# Passage provided
— Start —

Run AMP System (RT-Thread + Linux) on VisionFive 2

This article provides steps to run heterogeneous asymmetric multiprocessing(AMP) system (Linux + RT-Thread) on StarFive new generation SoC platform - JH-7110.

The industrialization of RISC-V cannot be separated from industrial scenarios. AMP, Asymmetric Multiprocessing, refers to the isolation between each core of a multi-core processor, allowing it to run different operating systems or baremetal applications independently, such as Linux + RT-Thread in this case. This mode can improve the system real-time performance and stability, and reduce the hardware cost, which is usually used in industrial fields that require high customization, real-time performance, and reliability.

  1. Reduce the Hardware Cost

In traditional applications, to resolve insufficient real-time performance of Linux system controllers, we usually use external microcontrollers to specifically execute high real-time programs. However, using AMP systems can change this.

JH-7110 is equipped with a quad core RISC-V CPU. The heterogeneous AMP implemented in this case allows 3 CPUs to run Linux and 1 CPU to run RT-Thread RTOS, so there is no need to build additional system hardware equipment support during development. Only a set of hardware circuits can achieve complex functions, which is greatly reduced the hardware costs.

— End —

# Entries shown
— Start —

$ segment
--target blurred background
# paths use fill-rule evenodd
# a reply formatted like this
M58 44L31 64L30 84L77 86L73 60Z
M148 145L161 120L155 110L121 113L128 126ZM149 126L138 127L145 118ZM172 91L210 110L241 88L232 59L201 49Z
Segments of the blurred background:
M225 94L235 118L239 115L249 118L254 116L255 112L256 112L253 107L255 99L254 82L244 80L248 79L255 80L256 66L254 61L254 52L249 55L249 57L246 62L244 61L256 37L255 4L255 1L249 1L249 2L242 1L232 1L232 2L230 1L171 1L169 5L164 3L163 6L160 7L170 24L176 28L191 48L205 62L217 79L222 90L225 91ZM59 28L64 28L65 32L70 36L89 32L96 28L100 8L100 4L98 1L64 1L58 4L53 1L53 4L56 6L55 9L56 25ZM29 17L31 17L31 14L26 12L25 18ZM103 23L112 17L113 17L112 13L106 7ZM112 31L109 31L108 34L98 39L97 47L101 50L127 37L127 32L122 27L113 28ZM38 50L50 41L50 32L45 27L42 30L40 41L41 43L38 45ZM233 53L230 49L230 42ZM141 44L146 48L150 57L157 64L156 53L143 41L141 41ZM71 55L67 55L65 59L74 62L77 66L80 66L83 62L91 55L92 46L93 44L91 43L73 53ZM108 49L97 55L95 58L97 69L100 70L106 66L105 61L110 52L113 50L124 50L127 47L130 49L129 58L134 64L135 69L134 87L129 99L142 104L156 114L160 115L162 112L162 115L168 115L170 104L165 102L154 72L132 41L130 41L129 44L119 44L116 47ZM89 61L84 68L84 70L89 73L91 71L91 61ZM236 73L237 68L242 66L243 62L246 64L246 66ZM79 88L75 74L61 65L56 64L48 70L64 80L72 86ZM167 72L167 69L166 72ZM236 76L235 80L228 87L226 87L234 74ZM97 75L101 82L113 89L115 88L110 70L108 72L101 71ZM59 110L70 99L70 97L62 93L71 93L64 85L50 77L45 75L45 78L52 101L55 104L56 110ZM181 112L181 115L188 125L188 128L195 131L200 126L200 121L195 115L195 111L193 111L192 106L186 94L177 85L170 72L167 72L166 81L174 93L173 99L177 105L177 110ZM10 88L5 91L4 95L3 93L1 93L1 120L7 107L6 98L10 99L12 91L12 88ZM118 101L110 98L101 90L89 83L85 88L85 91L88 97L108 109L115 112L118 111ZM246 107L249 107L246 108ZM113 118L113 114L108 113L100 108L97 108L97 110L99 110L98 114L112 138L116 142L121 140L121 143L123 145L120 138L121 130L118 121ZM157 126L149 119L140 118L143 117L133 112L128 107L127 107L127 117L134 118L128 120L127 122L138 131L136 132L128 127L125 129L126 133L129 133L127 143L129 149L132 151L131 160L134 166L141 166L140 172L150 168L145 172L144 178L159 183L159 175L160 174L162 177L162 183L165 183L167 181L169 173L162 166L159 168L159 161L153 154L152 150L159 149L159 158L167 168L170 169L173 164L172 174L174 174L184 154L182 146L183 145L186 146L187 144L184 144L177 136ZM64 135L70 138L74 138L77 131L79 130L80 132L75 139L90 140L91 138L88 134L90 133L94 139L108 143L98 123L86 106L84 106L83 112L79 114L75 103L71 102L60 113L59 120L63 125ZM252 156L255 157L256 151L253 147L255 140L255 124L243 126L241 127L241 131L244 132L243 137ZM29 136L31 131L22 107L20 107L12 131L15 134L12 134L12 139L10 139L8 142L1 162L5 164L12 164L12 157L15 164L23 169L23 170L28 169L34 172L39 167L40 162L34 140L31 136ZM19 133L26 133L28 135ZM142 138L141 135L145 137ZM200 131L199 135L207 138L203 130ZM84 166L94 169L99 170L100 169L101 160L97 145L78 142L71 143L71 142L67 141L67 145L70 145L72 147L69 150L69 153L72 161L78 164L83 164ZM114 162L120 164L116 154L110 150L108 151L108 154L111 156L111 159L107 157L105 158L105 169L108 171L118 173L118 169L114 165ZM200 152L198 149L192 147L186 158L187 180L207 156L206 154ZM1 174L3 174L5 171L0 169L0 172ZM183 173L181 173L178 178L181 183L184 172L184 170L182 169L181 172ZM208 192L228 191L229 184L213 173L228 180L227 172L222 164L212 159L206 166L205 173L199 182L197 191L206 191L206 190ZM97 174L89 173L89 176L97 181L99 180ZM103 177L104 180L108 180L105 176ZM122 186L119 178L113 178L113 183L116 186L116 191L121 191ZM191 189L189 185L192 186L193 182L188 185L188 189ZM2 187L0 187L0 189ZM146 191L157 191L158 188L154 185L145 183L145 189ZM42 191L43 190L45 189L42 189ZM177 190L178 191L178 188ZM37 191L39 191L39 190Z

— End —

# Set problem 1
Using the VisionFive 2 article, answer these:
(a) On which SoC platform does the article run the AMP system?
(b) What does AMP allow each core of a multi-core processor to run independently?
(c) In this case, how many CPUs run Linux and how many run RT-Thread?
# Set problem 2
Arrange the rows, from their first line through the line containing "Segments of the", as a Markdown table with the columns No. and Text, leaving out blank lines.
The rows have no connection to the VisionFive 2 article.

# Exercise output 1
(a) JH-7110, StarFive's new generation SoC platform.
(b) Different operating systems or baremetal applications.
(c) Three CPUs run Linux and one CPU runs RT-Thread.

# Exercise output 2
| No. | Text |
|---|---|
| 1 | $ segment |
| 2 | --target blurred background |
| 3 | # paths use fill-rule evenodd |
| 4 | # a reply formatted like this |
| 5 | M58 44L31 64L30 84L77 86L73 60Z |
| 6 | M148 145L161 120L155 110L121 113L128 126ZM149 126L138 127L145 118ZM172 91L210 110L241 88L232 59L201 49Z |
| 7 | Segments of the blurred background: |